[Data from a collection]

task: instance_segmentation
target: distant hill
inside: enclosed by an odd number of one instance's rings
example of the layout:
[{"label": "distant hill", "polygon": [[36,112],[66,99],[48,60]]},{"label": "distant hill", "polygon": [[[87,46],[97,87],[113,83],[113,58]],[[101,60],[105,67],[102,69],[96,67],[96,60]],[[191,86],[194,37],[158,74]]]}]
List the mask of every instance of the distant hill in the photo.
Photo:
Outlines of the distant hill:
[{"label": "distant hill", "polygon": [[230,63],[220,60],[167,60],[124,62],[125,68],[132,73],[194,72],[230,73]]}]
--
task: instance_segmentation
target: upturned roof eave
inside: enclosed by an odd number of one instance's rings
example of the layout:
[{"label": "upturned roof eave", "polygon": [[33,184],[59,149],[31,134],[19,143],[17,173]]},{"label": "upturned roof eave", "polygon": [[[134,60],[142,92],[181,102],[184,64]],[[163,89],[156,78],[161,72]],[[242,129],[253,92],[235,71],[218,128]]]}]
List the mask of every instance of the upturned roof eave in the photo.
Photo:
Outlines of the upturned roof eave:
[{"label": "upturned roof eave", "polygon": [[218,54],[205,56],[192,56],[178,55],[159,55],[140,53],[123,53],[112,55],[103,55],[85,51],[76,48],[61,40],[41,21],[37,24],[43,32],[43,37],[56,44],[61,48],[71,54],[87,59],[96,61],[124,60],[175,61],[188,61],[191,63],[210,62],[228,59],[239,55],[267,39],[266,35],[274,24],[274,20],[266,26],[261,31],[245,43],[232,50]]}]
...
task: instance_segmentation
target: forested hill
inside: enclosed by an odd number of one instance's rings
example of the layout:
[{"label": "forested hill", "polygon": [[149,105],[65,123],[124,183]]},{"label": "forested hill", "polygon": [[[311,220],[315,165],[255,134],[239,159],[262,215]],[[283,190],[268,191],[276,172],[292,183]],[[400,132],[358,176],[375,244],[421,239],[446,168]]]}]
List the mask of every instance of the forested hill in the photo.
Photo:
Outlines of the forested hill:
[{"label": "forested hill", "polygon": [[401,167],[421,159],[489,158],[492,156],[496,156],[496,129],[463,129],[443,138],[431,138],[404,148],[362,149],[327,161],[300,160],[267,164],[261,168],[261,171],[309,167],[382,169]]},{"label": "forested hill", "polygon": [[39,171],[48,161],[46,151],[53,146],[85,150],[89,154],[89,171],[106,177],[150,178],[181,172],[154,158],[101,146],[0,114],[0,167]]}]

◆ EXERCISE DETAILS ◆
Gather every line of the data above that contains the string "distant", treating uppercase and lowercase letters as distinct.

◆ SOLVED PROBLEM ◆
target: distant hill
[{"label": "distant hill", "polygon": [[36,112],[66,99],[48,60]]},{"label": "distant hill", "polygon": [[[87,46],[97,87],[113,83],[113,58]],[[101,60],[105,67],[102,69],[96,67],[96,60]],[[191,86],[194,37],[158,74]]]}]
List the mask of every instance of the distant hill in the photo.
Outlines of the distant hill:
[{"label": "distant hill", "polygon": [[230,63],[220,60],[167,60],[124,62],[125,68],[132,73],[194,72],[230,73]]}]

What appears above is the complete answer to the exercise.